◆ **TEXT EXTRACT**:
Thanks for this. Was it custom printed? Where'd you buy it? I'm gunna wear it! I am shy and If someone wants to try their luck with a shy person then I'll certainly step up lol.


----------



## MindOverMood (Dec 12, 2009)

I'd rock one.


----------



## xJoshx (Apr 29, 2010)

If I wore one, I think my anxiety would go through the roof lol
Still a mad idea though


----------



## OregonMommy (Mar 3, 2010)

Hahaha, I'd wear that!


----------



## TheCanadian1 (Sep 14, 2009)

Classified said:


> http://www.thinkgeek.com/images/products/zoom/you_read_my_tshirt.jpg
> 
> I would rather wear this one.


I'm buying it!

◆ **TASK SET**:
1/ List each line of the records below that includes the word "green", copying every such line in full.
2/ Extend the forum thread about the T-shirt, picking up after its final post.

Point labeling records

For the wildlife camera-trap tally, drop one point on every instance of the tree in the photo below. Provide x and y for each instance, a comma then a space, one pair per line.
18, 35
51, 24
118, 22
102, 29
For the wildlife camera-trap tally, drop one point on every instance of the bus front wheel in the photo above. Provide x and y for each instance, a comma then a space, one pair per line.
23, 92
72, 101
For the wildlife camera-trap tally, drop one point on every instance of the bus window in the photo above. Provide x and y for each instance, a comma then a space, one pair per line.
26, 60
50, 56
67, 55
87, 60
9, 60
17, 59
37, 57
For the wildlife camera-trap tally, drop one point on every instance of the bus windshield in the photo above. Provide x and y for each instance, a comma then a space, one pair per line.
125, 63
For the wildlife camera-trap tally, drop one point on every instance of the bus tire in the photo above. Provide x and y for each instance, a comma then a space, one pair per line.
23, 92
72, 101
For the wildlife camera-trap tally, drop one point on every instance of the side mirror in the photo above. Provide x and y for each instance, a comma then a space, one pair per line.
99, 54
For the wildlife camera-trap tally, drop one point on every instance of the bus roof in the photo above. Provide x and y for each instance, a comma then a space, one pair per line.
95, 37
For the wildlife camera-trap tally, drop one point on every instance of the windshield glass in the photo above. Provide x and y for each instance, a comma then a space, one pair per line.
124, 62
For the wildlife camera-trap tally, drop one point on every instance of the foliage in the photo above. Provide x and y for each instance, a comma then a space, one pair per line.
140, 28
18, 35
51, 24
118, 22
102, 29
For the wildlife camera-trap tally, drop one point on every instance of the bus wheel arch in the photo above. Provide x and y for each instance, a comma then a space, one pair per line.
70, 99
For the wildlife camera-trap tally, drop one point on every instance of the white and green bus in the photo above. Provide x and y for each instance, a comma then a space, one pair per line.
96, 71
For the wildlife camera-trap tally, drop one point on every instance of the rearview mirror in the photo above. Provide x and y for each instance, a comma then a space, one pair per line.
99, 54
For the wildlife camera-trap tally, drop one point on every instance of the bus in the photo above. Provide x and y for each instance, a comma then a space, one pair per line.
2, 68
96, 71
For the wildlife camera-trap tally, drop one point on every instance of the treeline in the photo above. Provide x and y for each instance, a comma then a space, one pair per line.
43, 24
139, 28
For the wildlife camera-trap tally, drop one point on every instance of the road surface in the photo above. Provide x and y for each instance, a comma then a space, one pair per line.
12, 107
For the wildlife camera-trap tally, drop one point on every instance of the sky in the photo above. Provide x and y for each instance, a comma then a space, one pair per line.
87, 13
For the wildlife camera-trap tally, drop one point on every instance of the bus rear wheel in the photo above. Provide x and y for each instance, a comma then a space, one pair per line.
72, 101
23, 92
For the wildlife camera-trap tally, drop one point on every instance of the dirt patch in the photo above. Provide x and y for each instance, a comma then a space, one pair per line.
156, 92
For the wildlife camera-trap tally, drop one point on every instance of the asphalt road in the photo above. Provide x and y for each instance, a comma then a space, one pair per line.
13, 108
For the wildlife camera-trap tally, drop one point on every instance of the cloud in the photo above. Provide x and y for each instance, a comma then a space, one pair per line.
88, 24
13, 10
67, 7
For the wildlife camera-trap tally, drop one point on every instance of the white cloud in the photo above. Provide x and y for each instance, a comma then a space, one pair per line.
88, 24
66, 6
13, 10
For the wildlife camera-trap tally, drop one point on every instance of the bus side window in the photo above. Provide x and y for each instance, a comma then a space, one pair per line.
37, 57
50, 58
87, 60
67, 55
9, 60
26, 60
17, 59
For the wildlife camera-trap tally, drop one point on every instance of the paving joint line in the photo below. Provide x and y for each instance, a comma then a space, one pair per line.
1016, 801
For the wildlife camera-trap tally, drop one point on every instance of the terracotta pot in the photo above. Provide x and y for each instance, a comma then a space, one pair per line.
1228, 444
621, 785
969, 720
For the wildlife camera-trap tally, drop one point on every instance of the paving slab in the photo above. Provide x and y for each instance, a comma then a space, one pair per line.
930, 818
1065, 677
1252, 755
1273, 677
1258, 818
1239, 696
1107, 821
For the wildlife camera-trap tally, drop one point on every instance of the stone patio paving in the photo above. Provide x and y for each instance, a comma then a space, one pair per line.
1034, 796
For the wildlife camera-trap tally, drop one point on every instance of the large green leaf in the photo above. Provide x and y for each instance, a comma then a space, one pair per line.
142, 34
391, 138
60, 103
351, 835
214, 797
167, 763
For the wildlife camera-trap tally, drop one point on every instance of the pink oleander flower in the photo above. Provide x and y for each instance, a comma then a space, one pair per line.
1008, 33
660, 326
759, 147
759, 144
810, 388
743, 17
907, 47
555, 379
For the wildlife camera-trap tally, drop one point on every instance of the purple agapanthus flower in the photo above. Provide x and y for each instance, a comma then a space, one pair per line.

◆ **IN RESPONSE**:
1/
For the wildlife camera-trap tally, drop one point on every instance of the white and green bus in the photo above. Provide x and y for each instance, a comma then a space, one pair per line.
For the wildlife camera-trap tally, drop one point on every instance of the large green leaf in the photo above. Provide x and y for each instance, a comma then a space, one pair per line.

2/
QuackQuack said:


> http://store.xkcd.com/xkcd/#JustShy
> 
> http://hellomerch.com/shop/index.ph...ategory_id=12&option=com_virtuemart&Itemid=57
> 
> ...


Ask me about my Social Anxiety... That'd be funny, cuz ppl would just ask and I'd just stare at them!! hahahahaha


----------



## Georgina 22 (Jan 4, 2009)

hahah! those t-shirts are soo funny. Imma getting one!  They'd definitely get someone talking to you I think, even if it's just them saying Hello, hilarious t-shirt you have there!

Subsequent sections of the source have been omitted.